[Records excerpted from a collection]
-------------------------
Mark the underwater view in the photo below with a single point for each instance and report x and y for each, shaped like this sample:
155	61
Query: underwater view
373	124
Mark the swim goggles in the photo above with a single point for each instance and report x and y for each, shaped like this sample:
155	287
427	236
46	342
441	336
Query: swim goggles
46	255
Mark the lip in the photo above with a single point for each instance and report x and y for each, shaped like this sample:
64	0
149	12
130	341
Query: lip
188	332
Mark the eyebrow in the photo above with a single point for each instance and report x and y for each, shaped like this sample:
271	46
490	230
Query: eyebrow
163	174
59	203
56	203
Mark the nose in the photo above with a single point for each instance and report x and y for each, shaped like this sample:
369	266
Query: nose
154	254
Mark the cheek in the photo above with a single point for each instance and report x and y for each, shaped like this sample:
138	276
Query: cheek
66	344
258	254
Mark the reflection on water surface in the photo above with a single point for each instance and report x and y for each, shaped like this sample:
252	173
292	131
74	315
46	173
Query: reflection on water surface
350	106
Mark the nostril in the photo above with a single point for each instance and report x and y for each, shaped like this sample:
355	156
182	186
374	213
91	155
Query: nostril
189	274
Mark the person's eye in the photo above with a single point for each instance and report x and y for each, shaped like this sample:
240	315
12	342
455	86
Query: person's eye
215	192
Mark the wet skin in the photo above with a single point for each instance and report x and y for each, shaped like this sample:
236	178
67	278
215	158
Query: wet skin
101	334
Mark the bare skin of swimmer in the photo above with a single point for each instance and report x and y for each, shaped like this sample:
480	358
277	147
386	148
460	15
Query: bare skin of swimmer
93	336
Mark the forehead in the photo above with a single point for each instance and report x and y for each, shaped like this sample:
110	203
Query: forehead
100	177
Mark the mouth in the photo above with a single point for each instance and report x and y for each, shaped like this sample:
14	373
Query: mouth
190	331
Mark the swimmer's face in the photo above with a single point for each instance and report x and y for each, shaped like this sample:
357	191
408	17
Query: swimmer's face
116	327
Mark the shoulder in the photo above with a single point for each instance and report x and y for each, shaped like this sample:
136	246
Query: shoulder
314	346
-------------------------
• _WHAT YOU HAVE TO DO_
An exact reproduction of the data is required. Leave nothing out.

• _EXERCISE SOLUTION_
Mark the underwater view in the photo below with a single point for each instance and report x and y for each, shaped like this sample:
155	61
Query: underwater view
373	124
Mark the swim goggles in the photo above with a single point for each instance and report x and y for each, shaped like this sample:
155	287
427	236
46	342
441	336
Query: swim goggles
46	255
Mark the lip in the photo above with a single point for each instance and report x and y for each, shaped like this sample:
64	0
149	12
130	341
Query: lip
188	332
Mark the eyebrow in the photo above with a single point for each instance and report x and y for each, shaped like this sample:
271	46
490	230
Query: eyebrow
163	174
59	203
56	203
Mark the nose in the photo above with a single point for each instance and report x and y for each, shaped like this sample:
369	266
Query: nose
154	254
Mark the cheek in the photo above with a single point for each instance and report x and y for each, shaped like this sample:
138	276
Query: cheek
66	344
258	254
Mark the reflection on water surface in the photo above with a single point for each instance and report x and y for each, shaped like this sample:
252	173
292	131
74	315
46	173
Query: reflection on water surface
350	106
Mark the nostril in the photo above with a single point for each instance and report x and y for each, shaped like this sample:
355	156
182	186
374	213
91	155
Query: nostril
189	274
Mark the person's eye in the photo above with a single point for each instance and report x and y for each, shaped like this sample:
240	315
12	342
455	86
Query: person's eye
215	192
Mark the wet skin in the photo above with a single point for each instance and report x and y for each, shaped like this sample:
236	178
67	278
215	158
Query: wet skin
101	334
Mark the bare skin of swimmer in the photo above with a single point for each instance and report x and y for each, shaped like this sample:
480	358
277	147
386	148
460	15
Query: bare skin of swimmer
93	336
Mark the forehead in the photo above with a single point for each instance and report x and y for each, shaped like this sample:
110	203
Query: forehead
100	177
Mark the mouth in the photo above with a single point for each instance and report x and y for each, shaped like this sample:
14	373
Query: mouth
190	331
Mark the swimmer's face in the photo above with a single point for each instance and report x and y for each, shaped like this sample:
357	191
408	17
Query: swimmer's face
116	327
Mark the shoulder in the photo above with a single point for each instance and report x and y for each, shaped like this sample:
136	246
Query: shoulder
314	346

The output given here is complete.